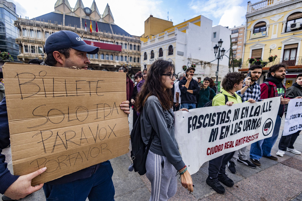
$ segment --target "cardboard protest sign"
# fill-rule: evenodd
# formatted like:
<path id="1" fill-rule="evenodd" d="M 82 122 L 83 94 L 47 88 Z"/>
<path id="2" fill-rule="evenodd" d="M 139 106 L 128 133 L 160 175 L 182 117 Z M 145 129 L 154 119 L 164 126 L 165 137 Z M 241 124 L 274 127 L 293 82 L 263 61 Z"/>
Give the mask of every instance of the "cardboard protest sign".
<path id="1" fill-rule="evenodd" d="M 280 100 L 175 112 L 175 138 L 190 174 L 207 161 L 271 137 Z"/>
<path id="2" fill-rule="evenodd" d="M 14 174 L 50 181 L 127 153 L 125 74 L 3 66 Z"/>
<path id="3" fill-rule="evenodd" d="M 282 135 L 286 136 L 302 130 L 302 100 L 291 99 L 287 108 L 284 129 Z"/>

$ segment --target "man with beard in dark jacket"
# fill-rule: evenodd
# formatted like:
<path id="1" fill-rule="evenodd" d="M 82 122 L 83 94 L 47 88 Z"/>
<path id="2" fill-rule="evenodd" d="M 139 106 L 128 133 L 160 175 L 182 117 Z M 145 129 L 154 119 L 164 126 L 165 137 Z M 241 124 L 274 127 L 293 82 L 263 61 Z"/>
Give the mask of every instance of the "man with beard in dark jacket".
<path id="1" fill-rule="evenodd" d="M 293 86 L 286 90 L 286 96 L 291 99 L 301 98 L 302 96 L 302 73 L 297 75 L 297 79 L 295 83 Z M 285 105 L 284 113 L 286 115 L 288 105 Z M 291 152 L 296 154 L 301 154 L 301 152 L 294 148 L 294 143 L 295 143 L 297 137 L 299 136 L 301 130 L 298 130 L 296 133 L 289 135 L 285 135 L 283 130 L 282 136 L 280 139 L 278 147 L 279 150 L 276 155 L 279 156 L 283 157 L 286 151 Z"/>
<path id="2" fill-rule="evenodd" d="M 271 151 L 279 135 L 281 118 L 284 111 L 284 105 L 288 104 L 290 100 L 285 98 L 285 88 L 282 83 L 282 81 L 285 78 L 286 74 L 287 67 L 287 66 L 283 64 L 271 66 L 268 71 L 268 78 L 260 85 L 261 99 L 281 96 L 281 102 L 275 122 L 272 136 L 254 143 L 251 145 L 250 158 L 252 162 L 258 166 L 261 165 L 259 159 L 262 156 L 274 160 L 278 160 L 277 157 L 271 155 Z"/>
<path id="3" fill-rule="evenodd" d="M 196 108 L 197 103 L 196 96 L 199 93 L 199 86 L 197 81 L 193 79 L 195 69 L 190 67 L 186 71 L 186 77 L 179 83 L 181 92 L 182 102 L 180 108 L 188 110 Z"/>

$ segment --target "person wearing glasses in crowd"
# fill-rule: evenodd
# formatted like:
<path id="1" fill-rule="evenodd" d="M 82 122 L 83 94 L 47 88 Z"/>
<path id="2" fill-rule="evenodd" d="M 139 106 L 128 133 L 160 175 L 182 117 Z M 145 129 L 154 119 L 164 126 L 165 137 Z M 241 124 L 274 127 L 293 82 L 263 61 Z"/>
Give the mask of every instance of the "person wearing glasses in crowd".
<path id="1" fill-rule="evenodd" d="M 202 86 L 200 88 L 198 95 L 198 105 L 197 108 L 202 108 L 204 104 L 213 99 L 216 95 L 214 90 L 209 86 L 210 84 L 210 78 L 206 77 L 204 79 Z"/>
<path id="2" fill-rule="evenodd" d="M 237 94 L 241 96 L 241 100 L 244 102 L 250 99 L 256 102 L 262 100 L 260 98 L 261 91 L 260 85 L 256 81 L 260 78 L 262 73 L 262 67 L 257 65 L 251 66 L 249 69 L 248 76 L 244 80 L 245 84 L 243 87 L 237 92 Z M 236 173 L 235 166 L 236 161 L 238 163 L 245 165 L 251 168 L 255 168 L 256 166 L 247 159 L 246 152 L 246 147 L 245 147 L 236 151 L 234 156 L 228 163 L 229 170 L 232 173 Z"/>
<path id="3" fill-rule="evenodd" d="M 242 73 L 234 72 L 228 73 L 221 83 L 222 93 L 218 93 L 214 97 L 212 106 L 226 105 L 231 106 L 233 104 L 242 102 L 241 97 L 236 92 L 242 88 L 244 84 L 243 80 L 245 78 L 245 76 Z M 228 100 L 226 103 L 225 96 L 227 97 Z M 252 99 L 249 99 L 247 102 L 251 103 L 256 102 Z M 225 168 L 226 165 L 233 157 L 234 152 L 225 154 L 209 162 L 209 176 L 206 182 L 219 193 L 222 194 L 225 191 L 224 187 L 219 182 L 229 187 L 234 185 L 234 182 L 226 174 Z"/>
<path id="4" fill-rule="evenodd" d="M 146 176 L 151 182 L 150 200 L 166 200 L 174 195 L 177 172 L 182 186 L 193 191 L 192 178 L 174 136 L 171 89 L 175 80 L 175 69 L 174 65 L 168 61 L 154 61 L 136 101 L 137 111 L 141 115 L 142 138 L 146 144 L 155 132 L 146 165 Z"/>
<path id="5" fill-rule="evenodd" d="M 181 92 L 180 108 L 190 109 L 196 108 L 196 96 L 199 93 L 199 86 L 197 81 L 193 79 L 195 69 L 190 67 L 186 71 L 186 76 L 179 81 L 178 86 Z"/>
□ □ □
◆ **Written instruction**
Render every line of the records above as a JSON list of strings, one string per line, leaving out blank lines and the picture.

◆ **Finished answer**
[
  "$ segment --target \"cardboard protest sign\"",
  "# fill-rule: evenodd",
  "# formatted like:",
  "<path id=\"1\" fill-rule=\"evenodd\" d=\"M 82 122 L 83 94 L 47 88 Z\"/>",
  "<path id=\"2\" fill-rule=\"evenodd\" d=\"M 139 106 L 128 133 L 160 175 L 182 117 Z M 145 129 L 154 119 L 164 126 L 165 137 Z M 241 124 L 274 127 L 293 82 L 263 61 Z\"/>",
  "Give the mask of every instance of the \"cardboard protest sign\".",
  "<path id=\"1\" fill-rule=\"evenodd\" d=\"M 280 100 L 175 112 L 175 138 L 190 174 L 207 161 L 271 137 Z\"/>",
  "<path id=\"2\" fill-rule=\"evenodd\" d=\"M 14 174 L 50 181 L 127 153 L 125 74 L 3 66 Z\"/>",
  "<path id=\"3\" fill-rule=\"evenodd\" d=\"M 282 135 L 286 136 L 302 130 L 302 100 L 291 99 L 287 108 L 284 129 Z\"/>",
  "$ segment --target \"man with beard in dark jacket\"",
  "# fill-rule: evenodd",
  "# formatted like:",
  "<path id=\"1\" fill-rule=\"evenodd\" d=\"M 82 122 L 83 94 L 47 88 Z\"/>",
  "<path id=\"2\" fill-rule=\"evenodd\" d=\"M 139 106 L 128 133 L 160 175 L 182 117 Z M 145 129 L 154 119 L 164 126 L 165 137 Z M 241 124 L 274 127 L 293 82 L 263 61 Z\"/>",
  "Give the mask of every instance of the \"man with beard in dark jacket\".",
  "<path id=\"1\" fill-rule=\"evenodd\" d=\"M 293 86 L 286 90 L 286 96 L 291 99 L 301 98 L 302 96 L 302 73 L 297 75 L 297 79 L 295 83 Z M 285 105 L 284 113 L 286 115 L 288 105 Z M 291 152 L 296 154 L 301 154 L 301 152 L 294 148 L 294 143 L 295 143 L 297 137 L 299 136 L 301 130 L 298 130 L 296 133 L 289 135 L 285 135 L 283 130 L 282 136 L 280 139 L 278 147 L 279 150 L 276 155 L 279 156 L 283 157 L 286 151 Z\"/>",
  "<path id=\"2\" fill-rule=\"evenodd\" d=\"M 271 151 L 279 135 L 281 118 L 284 111 L 284 105 L 288 104 L 290 100 L 285 98 L 285 88 L 282 83 L 282 81 L 285 78 L 286 74 L 287 67 L 287 66 L 283 64 L 271 66 L 268 71 L 268 78 L 260 85 L 261 99 L 281 96 L 281 102 L 275 122 L 272 136 L 254 143 L 251 145 L 250 158 L 252 162 L 258 166 L 261 165 L 259 159 L 262 156 L 274 160 L 278 160 L 277 157 L 271 155 Z\"/>",
  "<path id=\"3\" fill-rule=\"evenodd\" d=\"M 196 108 L 197 103 L 196 96 L 199 93 L 199 86 L 197 81 L 193 79 L 195 69 L 190 67 L 186 71 L 186 77 L 179 83 L 181 92 L 182 102 L 180 108 L 188 110 Z\"/>",
  "$ segment --target \"person wearing glasses in crowd\"",
  "# fill-rule: evenodd",
  "# formatted like:",
  "<path id=\"1\" fill-rule=\"evenodd\" d=\"M 82 122 L 83 94 L 47 88 Z\"/>",
  "<path id=\"2\" fill-rule=\"evenodd\" d=\"M 139 106 L 128 133 L 160 175 L 182 117 Z M 145 129 L 154 119 L 164 126 L 165 137 Z M 241 124 L 274 127 L 293 82 L 263 61 Z\"/>",
  "Give the mask of every instance of the \"person wearing glasses in crowd\".",
  "<path id=\"1\" fill-rule=\"evenodd\" d=\"M 202 86 L 200 88 L 198 95 L 198 105 L 197 108 L 202 108 L 204 104 L 213 99 L 216 95 L 214 90 L 209 86 L 210 84 L 210 78 L 206 77 L 204 79 Z\"/>",
  "<path id=\"2\" fill-rule=\"evenodd\" d=\"M 237 94 L 241 96 L 241 100 L 244 102 L 250 99 L 256 102 L 262 100 L 260 98 L 261 91 L 260 85 L 256 81 L 260 78 L 262 73 L 262 67 L 257 65 L 251 66 L 249 69 L 248 76 L 244 80 L 245 84 L 243 87 L 237 92 Z M 236 173 L 235 166 L 236 161 L 238 163 L 245 165 L 251 168 L 255 168 L 256 166 L 247 159 L 246 152 L 246 147 L 245 147 L 236 151 L 234 156 L 228 163 L 229 170 L 232 173 Z\"/>",
  "<path id=\"3\" fill-rule=\"evenodd\" d=\"M 242 73 L 234 72 L 228 73 L 221 83 L 222 93 L 218 93 L 214 97 L 212 106 L 226 105 L 231 106 L 233 104 L 242 102 L 241 97 L 236 92 L 242 88 L 244 84 L 243 80 L 245 78 L 245 76 Z M 228 100 L 226 103 L 225 96 L 227 97 Z M 252 99 L 249 99 L 247 102 L 251 103 L 256 102 Z M 225 168 L 226 165 L 233 157 L 234 152 L 225 154 L 209 162 L 209 176 L 206 182 L 219 193 L 222 194 L 225 191 L 224 187 L 219 182 L 229 187 L 234 185 L 234 182 L 226 174 Z\"/>",
  "<path id=\"4\" fill-rule=\"evenodd\" d=\"M 146 176 L 151 182 L 150 200 L 166 200 L 174 195 L 177 172 L 182 186 L 193 191 L 192 178 L 174 136 L 171 89 L 175 80 L 175 69 L 174 65 L 168 61 L 154 61 L 136 101 L 137 111 L 141 115 L 142 138 L 146 144 L 155 132 L 146 165 Z\"/>",
  "<path id=\"5\" fill-rule=\"evenodd\" d=\"M 181 92 L 180 108 L 190 109 L 196 108 L 196 96 L 199 93 L 199 86 L 197 81 L 193 79 L 195 69 L 190 67 L 186 71 L 186 76 L 179 81 L 178 86 Z\"/>"
]